[Entries for bounding box labeling]
---

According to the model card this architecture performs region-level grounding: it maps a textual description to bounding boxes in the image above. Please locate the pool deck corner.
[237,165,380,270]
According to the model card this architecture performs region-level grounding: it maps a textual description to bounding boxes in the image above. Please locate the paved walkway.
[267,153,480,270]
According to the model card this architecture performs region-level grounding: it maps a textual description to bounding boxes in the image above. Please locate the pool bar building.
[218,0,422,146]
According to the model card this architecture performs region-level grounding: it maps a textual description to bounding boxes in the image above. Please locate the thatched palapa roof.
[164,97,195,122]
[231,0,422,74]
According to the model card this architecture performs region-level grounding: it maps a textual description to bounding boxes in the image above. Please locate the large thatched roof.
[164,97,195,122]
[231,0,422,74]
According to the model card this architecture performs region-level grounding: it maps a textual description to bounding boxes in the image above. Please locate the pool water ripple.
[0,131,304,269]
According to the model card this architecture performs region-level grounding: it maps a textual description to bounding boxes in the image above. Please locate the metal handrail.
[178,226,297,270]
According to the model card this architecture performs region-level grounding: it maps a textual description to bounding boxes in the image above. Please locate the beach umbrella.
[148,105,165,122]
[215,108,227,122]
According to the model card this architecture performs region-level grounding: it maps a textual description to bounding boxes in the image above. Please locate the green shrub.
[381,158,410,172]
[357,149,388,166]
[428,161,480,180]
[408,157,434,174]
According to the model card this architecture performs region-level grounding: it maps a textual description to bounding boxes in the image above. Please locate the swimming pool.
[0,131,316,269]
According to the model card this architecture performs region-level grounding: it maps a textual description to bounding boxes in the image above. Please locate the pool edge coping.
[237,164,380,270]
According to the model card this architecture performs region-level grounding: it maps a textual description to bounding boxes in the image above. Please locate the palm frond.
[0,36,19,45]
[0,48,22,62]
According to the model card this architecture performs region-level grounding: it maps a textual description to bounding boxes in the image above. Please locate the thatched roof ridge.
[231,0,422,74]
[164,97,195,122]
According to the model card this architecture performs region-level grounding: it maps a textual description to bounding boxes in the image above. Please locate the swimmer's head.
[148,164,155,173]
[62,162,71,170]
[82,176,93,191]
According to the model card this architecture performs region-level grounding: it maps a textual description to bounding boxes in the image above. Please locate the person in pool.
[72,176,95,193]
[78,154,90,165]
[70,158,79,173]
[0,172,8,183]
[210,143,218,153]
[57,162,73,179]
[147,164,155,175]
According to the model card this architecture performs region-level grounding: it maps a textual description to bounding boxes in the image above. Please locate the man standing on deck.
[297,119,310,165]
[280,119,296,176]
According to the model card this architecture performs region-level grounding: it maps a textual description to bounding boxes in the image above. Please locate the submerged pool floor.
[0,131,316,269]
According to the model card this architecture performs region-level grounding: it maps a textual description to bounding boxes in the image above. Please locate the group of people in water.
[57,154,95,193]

---

*Your goal*. Swap "Please locate" for "Identify" throughout all the items above, and reproduce the lines with nothing else altered.

*Finished task*.
According to the model card this architecture performs region-level grounding: it maps a textual description to bounding boxes in the image above. Identify the pool deck corner.
[237,165,380,270]
According to the model card this architecture performs region-level grounding: it maps a textual description to bounding boxes in the image above. Identify the paved walkway.
[267,153,480,270]
According to the model card this architecture performs region-level grounding: it maps a textual description to bounding boxes in the image above. Identify the pool bar building.
[218,0,422,146]
According to the model card this architecture performs region-level grounding: it maps a textual description to bounding boxes in the image above. Identify the thatched palapa roof.
[164,97,195,122]
[231,0,422,74]
According to the model card this architecture performs region-level grounding: it maps a textual description to bounding boxes in the image above. Identify the large thatched roof.
[164,97,195,122]
[231,0,422,74]
According to the model card this architecture performs region-level grounding: it maps a textual description to bounding boxes in the image above. Identify the pool water ripple.
[0,131,304,269]
According to the model card this architecture performs region-level grounding: it maps a textual description to bounding boxes in the image above. Identify the metal handrail.
[178,226,297,270]
According to the model card this architecture performs region-level grounding: it maps a textual description to bounding boxes in the image above. Identify the beach umbrella.
[148,105,165,122]
[215,108,227,122]
According to the model card this architecture performs region-level grounding: it maps a textual description to bounding boxes in the image above. Identify the green shrub.
[381,158,410,172]
[357,149,388,166]
[428,161,480,180]
[408,157,434,174]
According to the model card this architecture performs region-level grounding: it maps a textual description to bounding boxes in the image above. Identify the swimming pool.
[0,131,316,269]
According to the model card this architecture performs region-level grounding: it maps a textual description to bounding boxes in the image above. Identify the pool edge coping.
[237,164,380,270]
According to the model card this architecture performs region-level grounding: it maps a textual description to bounding boxes in the image above. Identify the palm frond.
[0,36,19,45]
[0,48,22,62]
According to the model card this architecture performs region-level grounding: it maps a textual description to bounding boxes in the image above. Identify the thatched roof ridge.
[231,0,422,74]
[164,97,195,122]
According to the model card this architecture performs region-level grounding: it maps a textual description to bounding boxes in the image above. Identify the swimmer's head.
[148,164,155,173]
[62,162,71,170]
[82,176,93,191]
According to the model card this architecture performs region-level grounding: it maps a textual description to bounding boxes in the image above. Identify the person in pool.
[72,176,95,193]
[78,154,90,165]
[70,158,79,173]
[0,172,8,183]
[210,143,218,153]
[57,162,73,179]
[147,164,155,175]
According to the model card this architecture performs region-level grounding: it maps a textual description to bounding boxes in the image above. Identify the man standing on deck.
[297,119,310,165]
[280,119,296,176]
According to the model card this architecture performs region-level grounding: it maps a textual description to bounding boxes in the image above. Identify the submerged pool floor.
[0,131,316,269]
According to the model card this architecture performs region-level grounding: it maps a textual description to bounding boxes in the image above. Identify the group of people in water.
[57,154,95,193]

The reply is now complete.